## Exercise goal
Please reproduce all entries word for word, leaving every image behind.
Extracted material below:
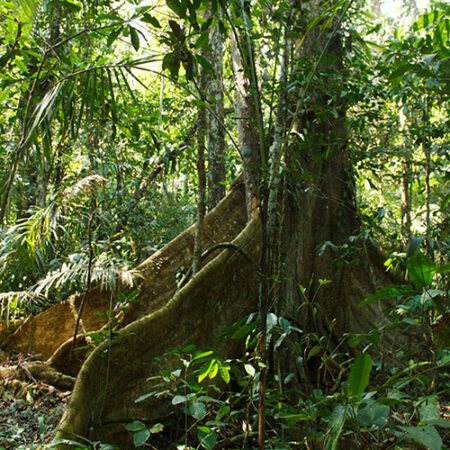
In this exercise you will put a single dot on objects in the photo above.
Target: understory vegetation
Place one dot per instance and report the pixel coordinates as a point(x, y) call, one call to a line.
point(102, 129)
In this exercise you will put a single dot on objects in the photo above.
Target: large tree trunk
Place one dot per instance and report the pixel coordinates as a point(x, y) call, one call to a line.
point(317, 207)
point(43, 334)
point(114, 376)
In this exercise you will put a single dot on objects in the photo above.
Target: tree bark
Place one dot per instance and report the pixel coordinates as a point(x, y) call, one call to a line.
point(215, 120)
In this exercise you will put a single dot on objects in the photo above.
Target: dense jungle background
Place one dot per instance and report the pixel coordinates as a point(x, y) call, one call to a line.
point(224, 224)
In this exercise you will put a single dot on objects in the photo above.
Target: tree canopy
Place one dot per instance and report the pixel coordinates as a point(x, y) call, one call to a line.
point(123, 124)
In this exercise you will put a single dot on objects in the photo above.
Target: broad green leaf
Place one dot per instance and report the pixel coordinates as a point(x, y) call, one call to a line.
point(179, 399)
point(73, 5)
point(178, 6)
point(335, 426)
point(157, 428)
point(421, 270)
point(197, 410)
point(3, 96)
point(136, 425)
point(207, 67)
point(391, 291)
point(272, 320)
point(427, 436)
point(374, 414)
point(207, 438)
point(147, 18)
point(206, 370)
point(224, 371)
point(250, 369)
point(314, 351)
point(214, 370)
point(134, 37)
point(358, 378)
point(429, 410)
point(202, 40)
point(141, 437)
point(145, 397)
point(199, 355)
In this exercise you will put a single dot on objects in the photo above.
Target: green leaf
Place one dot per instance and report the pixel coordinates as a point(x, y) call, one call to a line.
point(141, 437)
point(157, 428)
point(429, 410)
point(335, 426)
point(374, 414)
point(177, 6)
point(199, 355)
point(179, 399)
point(144, 397)
point(391, 291)
point(314, 351)
point(358, 378)
point(427, 436)
point(3, 96)
point(206, 370)
point(271, 321)
point(207, 437)
point(249, 369)
point(134, 37)
point(136, 425)
point(421, 270)
point(147, 18)
point(207, 67)
point(197, 410)
point(224, 372)
point(202, 40)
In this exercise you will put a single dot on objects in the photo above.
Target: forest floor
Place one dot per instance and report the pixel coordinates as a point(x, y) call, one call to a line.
point(29, 411)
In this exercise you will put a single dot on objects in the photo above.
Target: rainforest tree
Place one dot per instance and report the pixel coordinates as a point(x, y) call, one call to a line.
point(287, 242)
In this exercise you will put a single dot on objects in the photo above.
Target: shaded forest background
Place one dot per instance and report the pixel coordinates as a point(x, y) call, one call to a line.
point(123, 124)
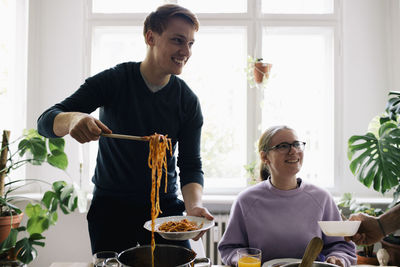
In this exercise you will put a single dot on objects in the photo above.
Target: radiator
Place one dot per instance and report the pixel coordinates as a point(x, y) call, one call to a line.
point(212, 237)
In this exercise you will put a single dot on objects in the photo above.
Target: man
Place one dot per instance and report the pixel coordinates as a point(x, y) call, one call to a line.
point(138, 98)
point(373, 229)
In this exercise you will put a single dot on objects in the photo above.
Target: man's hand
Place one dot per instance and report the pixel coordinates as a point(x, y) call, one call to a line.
point(369, 231)
point(81, 126)
point(335, 260)
point(200, 212)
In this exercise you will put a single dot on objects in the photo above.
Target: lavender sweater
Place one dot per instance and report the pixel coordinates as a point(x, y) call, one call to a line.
point(281, 223)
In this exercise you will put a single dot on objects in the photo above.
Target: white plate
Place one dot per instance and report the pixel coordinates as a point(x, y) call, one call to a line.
point(278, 262)
point(339, 228)
point(180, 235)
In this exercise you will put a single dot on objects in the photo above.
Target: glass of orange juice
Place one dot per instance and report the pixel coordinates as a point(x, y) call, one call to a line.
point(249, 257)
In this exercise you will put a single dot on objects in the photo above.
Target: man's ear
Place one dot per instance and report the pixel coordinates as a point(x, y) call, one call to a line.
point(149, 38)
point(264, 157)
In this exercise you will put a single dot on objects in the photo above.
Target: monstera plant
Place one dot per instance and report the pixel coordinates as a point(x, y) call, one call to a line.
point(375, 160)
point(375, 156)
point(18, 242)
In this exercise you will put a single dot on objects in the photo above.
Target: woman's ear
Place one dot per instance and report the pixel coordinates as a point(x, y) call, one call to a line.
point(264, 157)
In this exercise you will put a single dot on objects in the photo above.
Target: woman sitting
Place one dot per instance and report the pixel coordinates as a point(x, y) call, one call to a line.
point(280, 214)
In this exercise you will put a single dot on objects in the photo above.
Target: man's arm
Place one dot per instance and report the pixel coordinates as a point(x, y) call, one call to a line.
point(80, 126)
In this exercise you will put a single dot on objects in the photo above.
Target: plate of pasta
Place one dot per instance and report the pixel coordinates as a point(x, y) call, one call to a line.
point(179, 227)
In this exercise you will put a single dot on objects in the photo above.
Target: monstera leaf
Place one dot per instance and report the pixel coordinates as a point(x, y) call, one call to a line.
point(375, 160)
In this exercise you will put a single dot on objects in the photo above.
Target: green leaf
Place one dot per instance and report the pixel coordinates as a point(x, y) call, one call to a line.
point(34, 210)
point(26, 252)
point(56, 144)
point(36, 146)
point(66, 193)
point(37, 224)
point(49, 199)
point(58, 186)
point(375, 160)
point(58, 159)
point(10, 241)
End of Extracted material.
## Reply to the exercise
In this exercise you will put a single dot on objects in the photo above.
Target: understory vegetation
Place one dot per instance and report the pixel coordinates as a point(x, y) call, one call to a line.
point(102, 129)
In this exercise you will put a single dot on objects in the photo above.
Target: large tree trunk
Place one dot per instance and report the pixel coordinates as a point(x, y) call, one call to a line.
point(317, 207)
point(43, 334)
point(114, 376)
In this exercise you will put a single dot on objects in the photo above.
Target: tree bark
Place one dot per instance and report the pixel coordinates as a point(x, y) call, one call to a line.
point(215, 120)
In this exercise you will put a single dot on objects in the photo above.
Target: dense jungle background
Place one dot per instance and report the pixel coordinates as a point(x, y) call, one call to a line.
point(224, 224)
In this exercise you will put a single dot on objects in the photo above.
Target: tree canopy
Place one dot per instance and report the pixel coordinates as a point(x, y) call, one call to a line.
point(123, 124)
In this exercise you will put a single dot on objects in the photo above.
Target: broad green leaf
Place one dot per instance and report the pixel coordinates as a point(x, y) call, one call to a line.
point(179, 399)
point(73, 5)
point(178, 6)
point(335, 426)
point(157, 428)
point(421, 270)
point(197, 410)
point(3, 96)
point(136, 425)
point(207, 67)
point(391, 291)
point(272, 320)
point(427, 436)
point(374, 414)
point(207, 438)
point(147, 18)
point(206, 370)
point(224, 371)
point(250, 369)
point(314, 351)
point(214, 370)
point(134, 37)
point(358, 378)
point(429, 410)
point(202, 40)
point(141, 437)
point(145, 397)
point(199, 355)
In this exercise you will put a single dot on objects in the photo above.
Target: green leaf
Place one dot per instance and report the pixel coordinates as a point(x, y) call, one call to a line.
point(141, 437)
point(157, 428)
point(429, 410)
point(335, 426)
point(374, 414)
point(177, 6)
point(199, 355)
point(179, 399)
point(144, 397)
point(391, 291)
point(314, 351)
point(358, 378)
point(427, 436)
point(3, 96)
point(206, 370)
point(271, 321)
point(207, 437)
point(249, 369)
point(134, 37)
point(136, 425)
point(421, 270)
point(147, 18)
point(207, 67)
point(197, 410)
point(224, 372)
point(202, 40)
In this exercise you will put a single dot on objects in the photo above.
Target: forest floor
Place one dot per instance and report the pixel coordinates as a point(x, y) call, one call to a line.
point(29, 411)
In this exercise you will put a single dot on objects in the photo above.
Target: rainforest tree
Place one dot per instance and report the pixel coordinates as a point(x, y) call, one call to a line.
point(287, 242)
In this exercise you will put a single dot on objects in the photo above.
Target: shaded forest background
Place one dot per instance and report the pixel coordinates as a point(x, y) call, one call to a line.
point(123, 124)
In this exercise you will put a single dot on objects in the photo above.
Target: radiator
Place one dot per instance and report the pixel coordinates as a point(x, y) call, one call to a line.
point(212, 237)
In this exercise you will put a single dot on objects in the photo above.
Target: man
Place one dot per instance and report the pixel coordinates as a point(x, y) call, one call to a line.
point(138, 98)
point(373, 229)
In this exercise you will put a single dot on objects in the photo above.
Target: man's hand
Place one dot per instance and report the pixel coordinates as a point(x, y) call, one call to a line.
point(369, 231)
point(81, 126)
point(335, 260)
point(200, 212)
In this exercise you will put a single dot on objects in the photo above.
Target: lavender sweater
Place one dot per instance and report the pixel coordinates as a point(x, y) call, one call to a line.
point(281, 223)
In this exercise you will put a single dot on objects in the photo above.
Target: white plate
Place one dot per instance and report the pixel coordinates as a point(x, y) call, one call to a line.
point(278, 262)
point(339, 228)
point(180, 235)
In this exercise you will put a single dot on objects in the photo above.
Target: glass of orange juice
Place one dot per instance and report the pixel coordinates as a point(x, y) call, one call to a line.
point(249, 257)
In this exercise you will put a single dot on objects in the photo above.
Target: man's ear
Place one dot per instance and report the pixel coordinates as a point(x, y) call, one call to a line.
point(149, 38)
point(264, 157)
In this exercise you will put a single dot on objects in the photo above.
Target: monstera plant
Place one dot per instance and report the pixel coordinates as a point(x, y) call, one call to a line.
point(375, 160)
point(375, 156)
point(18, 242)
In this exercise you will put a single dot on objects in the photo above.
Target: woman's ear
Place one dot per instance and report the pixel coordinates as a point(x, y) call, one call to a line.
point(264, 157)
In this exercise you will put a single dot on objects in the photo above.
Target: woman sitting
Place one dot per instance and report the pixel coordinates as a point(x, y) call, one call to a line.
point(280, 214)
In this exercise you will put a single dot on objects in the photo above.
Target: man's arm
Place one dot per instance and report the pixel coordinates as a point(x, y) call, one call to a line.
point(80, 126)
In this exercise you will put a single dot on objects in the photo above.
Target: plate of pasta
Place one dot per instance and report the pixel coordinates as a point(x, y) call, one call to a line.
point(179, 227)
In this exercise you will put a single dot on objects in the photo above.
Target: monstera leaf
Place one dot per instance and report the pixel coordinates as a point(x, y) call, one call to a line.
point(375, 160)
In this exercise you will put a single dot on objects in the photo above.
Target: green leaf
Place one dot per instance and report the pixel coordinates as a point(x, y) call, one call to a line.
point(34, 210)
point(26, 252)
point(56, 144)
point(36, 146)
point(66, 193)
point(37, 224)
point(49, 199)
point(58, 186)
point(375, 160)
point(58, 159)
point(10, 241)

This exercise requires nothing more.